STATED GOAL
List each line of the data below that contains the word "form", copying every such line in full.

ENTRIES SUPPLIED
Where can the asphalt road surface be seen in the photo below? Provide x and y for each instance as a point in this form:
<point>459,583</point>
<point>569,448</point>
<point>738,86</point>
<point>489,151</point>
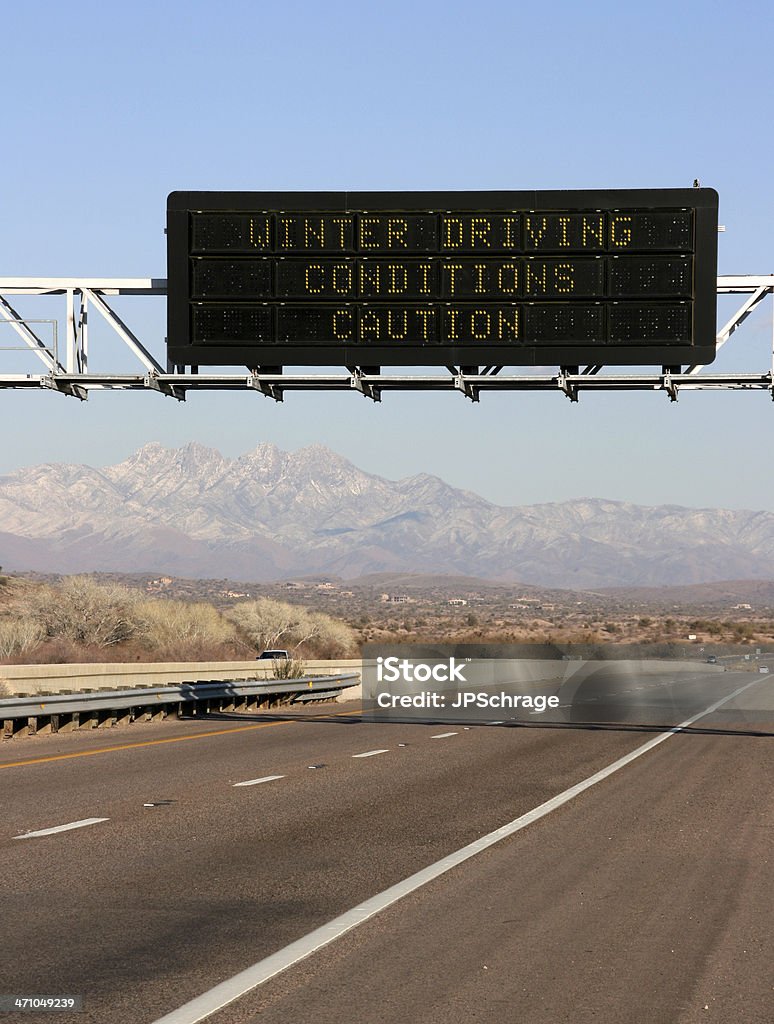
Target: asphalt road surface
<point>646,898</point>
...
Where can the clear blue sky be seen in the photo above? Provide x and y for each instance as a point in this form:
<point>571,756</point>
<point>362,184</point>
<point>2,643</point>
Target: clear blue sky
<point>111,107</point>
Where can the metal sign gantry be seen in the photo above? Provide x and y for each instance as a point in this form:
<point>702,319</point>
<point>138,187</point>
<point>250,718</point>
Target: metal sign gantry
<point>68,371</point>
==
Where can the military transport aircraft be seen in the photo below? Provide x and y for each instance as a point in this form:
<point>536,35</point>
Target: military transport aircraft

COMPLETE ANSWER
Where can the asphalt road surface be seen in the photo below? Provide x and y for each instance as a point in this form:
Where can the clear blue sky be seen in the photo above? Provide x and y for each instance as a point in this form:
Where can the metal sign gantry be seen in the photo above? Provide x and y for each instance as a point in this form:
Where can the military transport aircraft be seen in the photo below? Provide x and y for each instance as a point in this form:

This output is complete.